-- REQUIRED ACTION --
Two lines mark the range in the entries below: the one holding "223H794L800 211L799 178L756" and the one holding "box: [223, 158, 377, 288]". Set down those two and all lines between them, exactly.

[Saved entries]
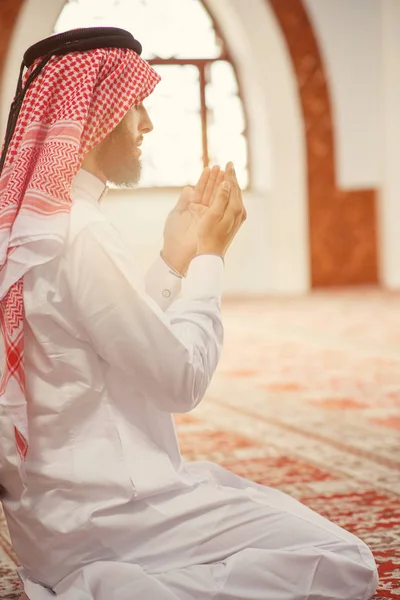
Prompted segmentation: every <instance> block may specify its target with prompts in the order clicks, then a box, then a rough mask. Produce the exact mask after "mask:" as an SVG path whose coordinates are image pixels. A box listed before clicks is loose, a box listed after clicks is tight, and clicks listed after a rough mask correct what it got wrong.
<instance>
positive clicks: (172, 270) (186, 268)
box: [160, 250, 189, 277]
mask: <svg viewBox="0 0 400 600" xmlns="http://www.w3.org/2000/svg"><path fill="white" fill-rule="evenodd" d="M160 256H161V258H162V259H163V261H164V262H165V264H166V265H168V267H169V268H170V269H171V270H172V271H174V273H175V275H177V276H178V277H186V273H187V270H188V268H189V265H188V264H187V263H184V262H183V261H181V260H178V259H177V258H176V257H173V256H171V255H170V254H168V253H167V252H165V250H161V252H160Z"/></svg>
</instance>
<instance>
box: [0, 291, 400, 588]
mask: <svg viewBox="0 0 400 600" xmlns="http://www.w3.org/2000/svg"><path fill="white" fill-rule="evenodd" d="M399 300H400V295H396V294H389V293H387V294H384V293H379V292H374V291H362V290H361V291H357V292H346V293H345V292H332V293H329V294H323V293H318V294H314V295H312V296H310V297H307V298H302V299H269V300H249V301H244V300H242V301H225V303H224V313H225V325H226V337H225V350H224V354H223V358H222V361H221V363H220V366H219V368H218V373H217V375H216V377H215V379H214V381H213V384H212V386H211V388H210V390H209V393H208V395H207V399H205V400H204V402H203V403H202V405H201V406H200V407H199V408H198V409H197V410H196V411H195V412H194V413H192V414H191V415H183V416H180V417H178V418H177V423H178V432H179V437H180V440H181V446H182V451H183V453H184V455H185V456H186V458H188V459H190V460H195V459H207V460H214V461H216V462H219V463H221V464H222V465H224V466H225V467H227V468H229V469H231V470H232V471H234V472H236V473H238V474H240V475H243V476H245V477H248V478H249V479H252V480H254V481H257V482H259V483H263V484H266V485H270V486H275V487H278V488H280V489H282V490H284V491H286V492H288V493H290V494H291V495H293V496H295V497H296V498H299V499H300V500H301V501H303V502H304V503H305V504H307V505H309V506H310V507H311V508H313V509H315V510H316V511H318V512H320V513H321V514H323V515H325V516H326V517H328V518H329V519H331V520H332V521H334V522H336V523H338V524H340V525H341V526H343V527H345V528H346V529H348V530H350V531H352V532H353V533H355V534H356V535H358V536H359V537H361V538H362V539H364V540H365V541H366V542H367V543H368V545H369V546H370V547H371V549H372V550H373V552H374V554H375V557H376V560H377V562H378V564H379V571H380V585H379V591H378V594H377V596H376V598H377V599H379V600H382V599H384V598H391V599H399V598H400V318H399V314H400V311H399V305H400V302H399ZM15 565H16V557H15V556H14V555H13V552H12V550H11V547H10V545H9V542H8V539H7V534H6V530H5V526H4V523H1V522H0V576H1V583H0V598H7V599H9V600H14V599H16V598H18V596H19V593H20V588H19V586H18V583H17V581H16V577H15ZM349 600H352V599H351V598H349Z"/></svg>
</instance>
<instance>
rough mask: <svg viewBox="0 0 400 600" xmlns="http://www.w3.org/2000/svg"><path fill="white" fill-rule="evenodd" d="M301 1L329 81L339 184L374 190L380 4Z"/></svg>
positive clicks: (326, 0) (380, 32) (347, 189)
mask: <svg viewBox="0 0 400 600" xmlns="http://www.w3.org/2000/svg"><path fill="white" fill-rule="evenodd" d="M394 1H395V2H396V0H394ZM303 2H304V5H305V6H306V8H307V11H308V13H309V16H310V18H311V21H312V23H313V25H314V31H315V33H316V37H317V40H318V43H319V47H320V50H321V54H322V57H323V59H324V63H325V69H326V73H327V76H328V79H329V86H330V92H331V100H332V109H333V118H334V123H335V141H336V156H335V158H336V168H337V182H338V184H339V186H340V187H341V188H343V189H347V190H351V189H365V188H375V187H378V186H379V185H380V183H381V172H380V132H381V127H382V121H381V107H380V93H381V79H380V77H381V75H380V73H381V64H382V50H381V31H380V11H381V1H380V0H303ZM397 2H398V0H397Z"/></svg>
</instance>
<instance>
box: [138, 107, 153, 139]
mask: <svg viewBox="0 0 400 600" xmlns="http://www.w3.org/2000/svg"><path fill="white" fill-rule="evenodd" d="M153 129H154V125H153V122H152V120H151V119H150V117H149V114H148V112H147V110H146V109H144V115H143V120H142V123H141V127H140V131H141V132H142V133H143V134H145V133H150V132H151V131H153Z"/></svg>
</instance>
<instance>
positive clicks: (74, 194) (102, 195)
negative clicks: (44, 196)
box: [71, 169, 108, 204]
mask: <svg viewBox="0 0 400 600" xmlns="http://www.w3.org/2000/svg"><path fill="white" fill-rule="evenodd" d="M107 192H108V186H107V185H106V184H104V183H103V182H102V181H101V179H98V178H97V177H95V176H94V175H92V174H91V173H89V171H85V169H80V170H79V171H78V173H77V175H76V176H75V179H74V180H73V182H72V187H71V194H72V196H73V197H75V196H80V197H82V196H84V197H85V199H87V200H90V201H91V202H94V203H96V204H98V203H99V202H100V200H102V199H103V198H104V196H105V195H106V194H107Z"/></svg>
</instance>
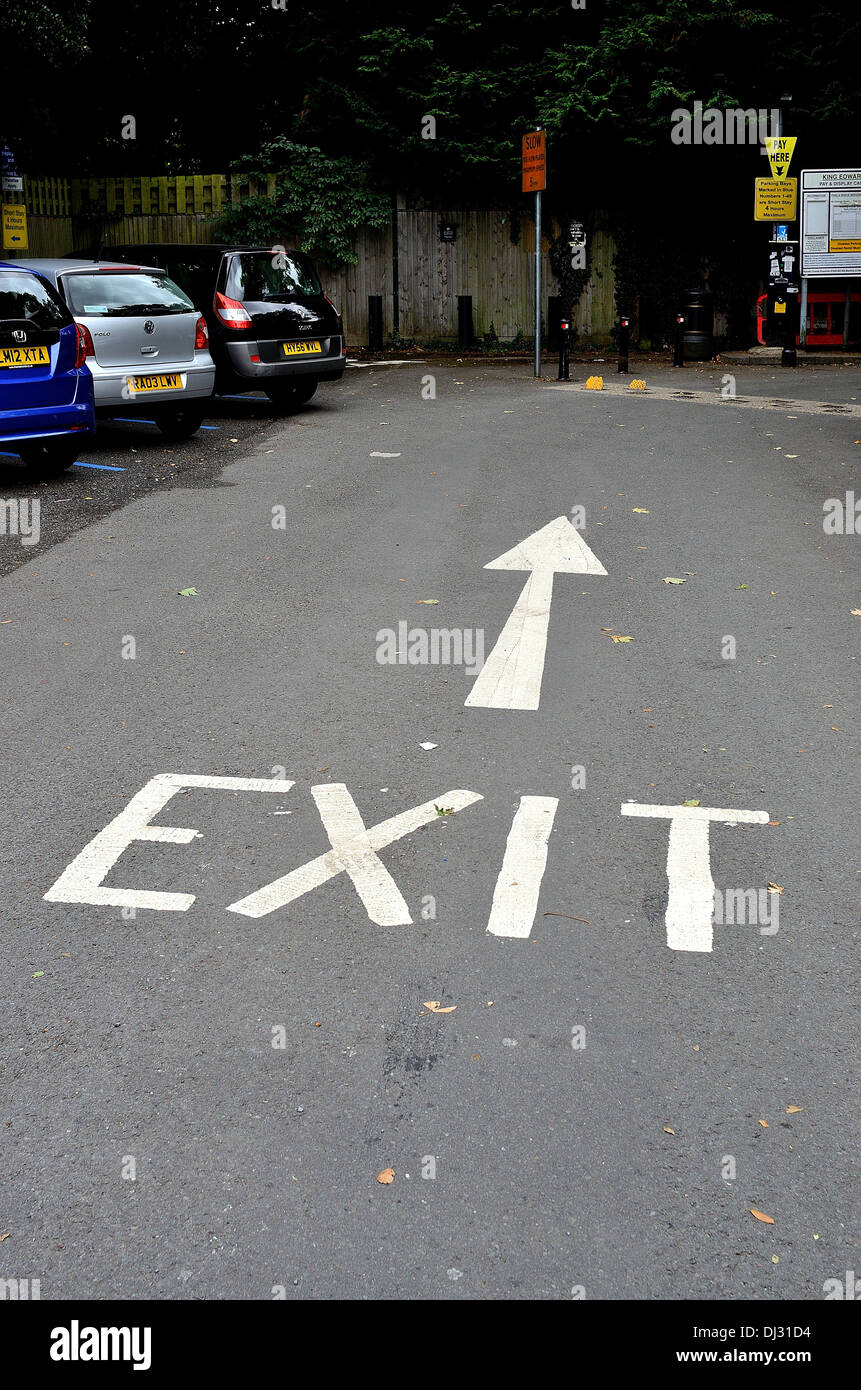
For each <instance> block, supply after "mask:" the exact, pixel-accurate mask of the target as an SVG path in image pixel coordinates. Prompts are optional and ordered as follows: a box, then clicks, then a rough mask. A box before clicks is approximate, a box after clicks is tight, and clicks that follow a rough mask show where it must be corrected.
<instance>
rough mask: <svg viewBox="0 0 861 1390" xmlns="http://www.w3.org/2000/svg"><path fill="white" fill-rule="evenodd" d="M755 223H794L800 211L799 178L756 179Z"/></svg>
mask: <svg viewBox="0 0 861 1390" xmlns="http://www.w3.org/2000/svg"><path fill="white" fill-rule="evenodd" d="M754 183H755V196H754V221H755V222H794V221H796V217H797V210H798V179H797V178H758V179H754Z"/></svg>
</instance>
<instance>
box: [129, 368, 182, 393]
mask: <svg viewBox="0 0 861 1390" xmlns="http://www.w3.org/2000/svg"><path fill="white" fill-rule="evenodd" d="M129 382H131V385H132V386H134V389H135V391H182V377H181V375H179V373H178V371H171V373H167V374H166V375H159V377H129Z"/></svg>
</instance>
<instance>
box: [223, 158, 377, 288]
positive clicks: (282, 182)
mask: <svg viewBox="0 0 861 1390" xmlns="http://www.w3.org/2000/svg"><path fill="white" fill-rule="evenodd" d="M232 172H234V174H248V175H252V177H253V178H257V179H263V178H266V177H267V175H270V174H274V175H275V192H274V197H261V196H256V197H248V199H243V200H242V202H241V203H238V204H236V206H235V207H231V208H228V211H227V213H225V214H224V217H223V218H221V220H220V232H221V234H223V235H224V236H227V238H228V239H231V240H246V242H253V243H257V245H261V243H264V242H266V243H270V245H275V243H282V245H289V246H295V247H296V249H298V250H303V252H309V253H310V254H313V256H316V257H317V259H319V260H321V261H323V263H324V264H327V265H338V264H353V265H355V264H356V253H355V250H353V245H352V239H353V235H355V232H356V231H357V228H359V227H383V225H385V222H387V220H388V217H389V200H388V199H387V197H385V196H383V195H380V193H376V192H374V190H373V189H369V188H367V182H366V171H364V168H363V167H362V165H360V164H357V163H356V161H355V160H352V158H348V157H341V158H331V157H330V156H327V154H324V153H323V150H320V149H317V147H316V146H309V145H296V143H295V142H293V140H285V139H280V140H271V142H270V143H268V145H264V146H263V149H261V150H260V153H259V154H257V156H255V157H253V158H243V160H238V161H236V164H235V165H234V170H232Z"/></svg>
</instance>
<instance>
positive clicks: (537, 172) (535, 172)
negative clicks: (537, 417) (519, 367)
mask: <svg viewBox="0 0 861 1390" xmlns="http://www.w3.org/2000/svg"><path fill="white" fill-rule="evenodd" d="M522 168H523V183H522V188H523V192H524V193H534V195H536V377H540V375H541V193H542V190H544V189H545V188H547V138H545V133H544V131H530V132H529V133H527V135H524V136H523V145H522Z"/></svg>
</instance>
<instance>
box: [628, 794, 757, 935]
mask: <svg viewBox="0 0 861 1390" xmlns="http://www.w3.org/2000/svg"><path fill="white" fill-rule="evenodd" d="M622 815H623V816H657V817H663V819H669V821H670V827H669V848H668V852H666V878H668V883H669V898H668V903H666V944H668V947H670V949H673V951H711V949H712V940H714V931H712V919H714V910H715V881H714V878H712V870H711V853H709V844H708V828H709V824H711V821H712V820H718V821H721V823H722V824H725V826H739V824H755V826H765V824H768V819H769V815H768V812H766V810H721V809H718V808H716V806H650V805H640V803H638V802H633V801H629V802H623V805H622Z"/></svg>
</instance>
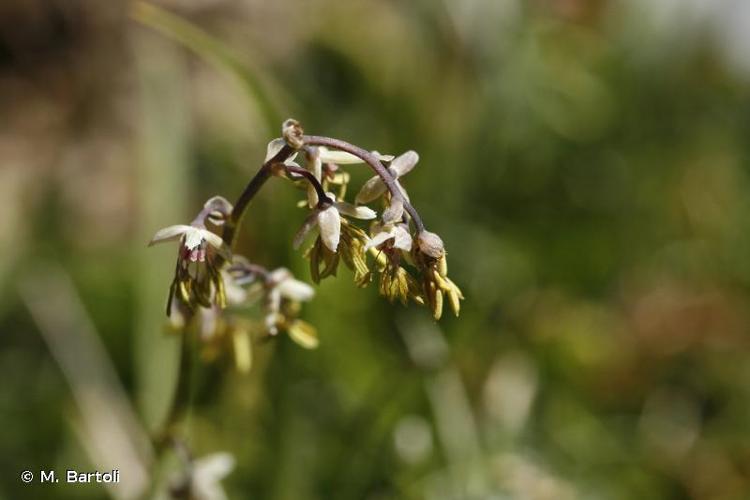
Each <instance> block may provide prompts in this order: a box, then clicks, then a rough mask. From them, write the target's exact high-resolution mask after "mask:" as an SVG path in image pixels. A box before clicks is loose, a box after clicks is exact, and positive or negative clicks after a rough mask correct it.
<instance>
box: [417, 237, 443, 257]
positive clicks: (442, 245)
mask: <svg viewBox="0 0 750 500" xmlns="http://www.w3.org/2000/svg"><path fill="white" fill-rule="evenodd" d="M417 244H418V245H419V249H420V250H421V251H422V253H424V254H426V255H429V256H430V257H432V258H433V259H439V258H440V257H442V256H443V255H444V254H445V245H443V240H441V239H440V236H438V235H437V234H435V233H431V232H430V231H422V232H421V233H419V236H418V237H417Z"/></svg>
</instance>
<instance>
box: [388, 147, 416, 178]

-- RESULT BELOW --
rough mask: <svg viewBox="0 0 861 1390" xmlns="http://www.w3.org/2000/svg"><path fill="white" fill-rule="evenodd" d="M755 223H794L800 211L799 178L756 179Z"/></svg>
mask: <svg viewBox="0 0 861 1390" xmlns="http://www.w3.org/2000/svg"><path fill="white" fill-rule="evenodd" d="M754 183H755V196H754V221H755V222H794V221H796V217H797V210H798V179H797V178H758V179H754Z"/></svg>
</instance>
<instance>
box: [129, 368, 182, 393]
mask: <svg viewBox="0 0 861 1390" xmlns="http://www.w3.org/2000/svg"><path fill="white" fill-rule="evenodd" d="M129 382H131V385H132V386H134V389H135V391H182V377H181V375H179V373H178V371H171V373H167V374H166V375H159V377H129Z"/></svg>
</instance>
<instance>
box: [223, 158, 377, 288]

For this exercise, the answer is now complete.